---------- DATA ----------
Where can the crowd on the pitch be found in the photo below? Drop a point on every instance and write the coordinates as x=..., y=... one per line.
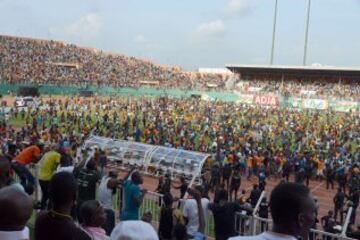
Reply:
x=242, y=140
x=52, y=62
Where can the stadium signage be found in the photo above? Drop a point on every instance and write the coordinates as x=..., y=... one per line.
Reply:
x=315, y=104
x=272, y=100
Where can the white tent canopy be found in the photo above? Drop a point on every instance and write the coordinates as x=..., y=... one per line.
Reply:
x=176, y=161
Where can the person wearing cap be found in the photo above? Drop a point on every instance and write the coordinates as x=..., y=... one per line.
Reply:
x=31, y=154
x=133, y=195
x=288, y=225
x=48, y=165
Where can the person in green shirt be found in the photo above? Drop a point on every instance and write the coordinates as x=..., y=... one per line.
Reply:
x=133, y=196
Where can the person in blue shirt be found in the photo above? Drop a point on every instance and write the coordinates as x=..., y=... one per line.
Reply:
x=133, y=196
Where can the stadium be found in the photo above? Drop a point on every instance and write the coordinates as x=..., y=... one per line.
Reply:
x=101, y=145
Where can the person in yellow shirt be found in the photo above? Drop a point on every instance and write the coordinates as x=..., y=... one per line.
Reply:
x=48, y=165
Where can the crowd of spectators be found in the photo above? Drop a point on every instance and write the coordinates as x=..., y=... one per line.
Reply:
x=242, y=141
x=24, y=60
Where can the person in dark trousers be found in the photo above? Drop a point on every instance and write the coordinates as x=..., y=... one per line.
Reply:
x=286, y=171
x=339, y=200
x=342, y=180
x=235, y=183
x=103, y=161
x=226, y=173
x=215, y=176
x=264, y=213
x=287, y=224
x=328, y=223
x=87, y=179
x=224, y=212
x=354, y=199
x=182, y=187
x=308, y=172
x=330, y=177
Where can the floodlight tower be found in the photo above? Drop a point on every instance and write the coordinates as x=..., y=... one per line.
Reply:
x=274, y=33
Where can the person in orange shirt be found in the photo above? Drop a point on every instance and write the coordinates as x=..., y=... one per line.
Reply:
x=29, y=155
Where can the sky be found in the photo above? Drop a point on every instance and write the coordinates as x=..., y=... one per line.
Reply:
x=195, y=33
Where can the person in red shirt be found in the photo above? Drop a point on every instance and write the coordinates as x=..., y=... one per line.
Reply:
x=29, y=155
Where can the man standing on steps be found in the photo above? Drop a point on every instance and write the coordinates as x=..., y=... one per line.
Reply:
x=293, y=211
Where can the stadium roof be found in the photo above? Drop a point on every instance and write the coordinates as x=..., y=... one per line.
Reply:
x=300, y=70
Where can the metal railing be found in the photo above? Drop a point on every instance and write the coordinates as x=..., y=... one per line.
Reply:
x=246, y=224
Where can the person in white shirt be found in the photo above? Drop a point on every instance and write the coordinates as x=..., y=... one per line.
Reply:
x=190, y=212
x=16, y=209
x=107, y=188
x=293, y=211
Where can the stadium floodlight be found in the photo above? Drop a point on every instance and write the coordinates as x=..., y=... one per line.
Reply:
x=306, y=32
x=273, y=37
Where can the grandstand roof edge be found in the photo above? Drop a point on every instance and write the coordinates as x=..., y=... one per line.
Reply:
x=293, y=68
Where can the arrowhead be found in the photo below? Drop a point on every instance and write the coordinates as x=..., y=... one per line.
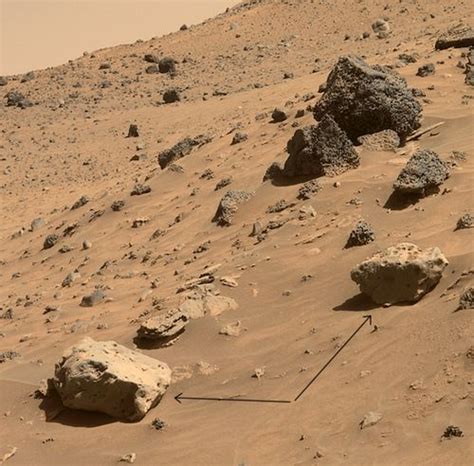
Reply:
x=369, y=318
----------
> [THE TASK]:
Leaving the pictures out, set down all of the data again exactly.

> [OUTPUT FOR THIS EXERCISE]:
Where can the crowd on the pitch be found in the photo below? Drop a point on every instance and write the coordinates as x=..., y=... one per line.
Reply:
x=242, y=140
x=52, y=62
Where can the stadium signage be found in the photo above? Drop a point on every instance and write the coordinates as x=..., y=... one per line.
Reply:
x=315, y=104
x=272, y=100
Where can the white tent canopy be found in the photo above? Drop a point on every instance and write the coordinates as x=..., y=... one per line.
Reply:
x=176, y=161
Where can the person wearing cap be found in the photo above? Drop a point on every instance and write the coordinates as x=..., y=... one per line.
Reply:
x=31, y=154
x=133, y=195
x=288, y=225
x=48, y=165
Where can the person in green shirt be found in the photo above? Drop a point on every instance and write the coordinates as x=..., y=... one per line.
Reply:
x=133, y=196
Where can the person in blue shirt be found in the photo above? Drop a point on every instance and write the coordinates as x=..., y=... one per line.
Reply:
x=133, y=196
Where can the stadium be found in the photo above? Drop a point on every instance and write the coordinates as x=..., y=... one per line.
Reply:
x=101, y=145
Where can the person in yellow shirt be found in the photo above? Drop a point on every instance and write the coordinates as x=..., y=... one per line.
Reply:
x=48, y=165
Where can the crowd of spectators be found in the photo above? Drop a point on every instance and write the coordinates as x=..., y=... one per line.
Reply:
x=242, y=141
x=24, y=60
Where can the person in dark trousers be found in the photo above? Drop a point on every instance and write the coordinates as x=..., y=... one per line.
Reply:
x=286, y=171
x=339, y=200
x=342, y=180
x=235, y=183
x=103, y=161
x=226, y=173
x=215, y=176
x=264, y=213
x=287, y=224
x=328, y=223
x=87, y=179
x=224, y=212
x=354, y=199
x=182, y=187
x=308, y=172
x=330, y=177
Where can the floodlight tower be found in the photo above? Drop a point on every instance and write the coordinates as x=..., y=... one per line.
Reply:
x=274, y=33
Where can the person in orange shirt be found in the photo above? Drop a point on every instance and write the coordinates as x=..., y=... one per line.
Reply:
x=29, y=155
Where can the sky be found in the photo above? Drop a point on every instance and write the coordinates as x=..., y=... one per line.
Reply:
x=195, y=33
Where can the person in red shirt be found in the photo above? Drop a point on every instance and write the coordinates as x=..., y=... one per line.
Reply:
x=29, y=155
Where can the man standing on steps be found in the photo above? Drop a point on every instance and write the coordinates as x=..., y=... one per line.
Reply:
x=293, y=211
Where can the stadium roof be found in the photo above? Drop a point on every instance and write the coordinates as x=..., y=... one per line.
Reply:
x=300, y=70
Where can the metal railing be found in the photo above? Drop a point on every instance and write the coordinates as x=..., y=... one per line.
Reply:
x=246, y=224
Where can the person in white shirt be found in the photo above? Drop a point on every instance and write the coordinates as x=..., y=... one per line.
Reply:
x=190, y=212
x=16, y=209
x=107, y=188
x=293, y=211
Where can the stadium floodlight be found in the photo above? Drop a point on every instance and write the coordinates as x=..., y=... one per line.
Reply:
x=306, y=32
x=273, y=37
Where can the grandstand roof edge be found in the photo above? Drop a point on every instance and write the coordinates as x=..., y=... one per line.
Reply:
x=293, y=68
Where can the arrowhead be found in the photo below? Drop a point on every instance and write the coordinates as x=..., y=... one per line.
Reply:
x=369, y=318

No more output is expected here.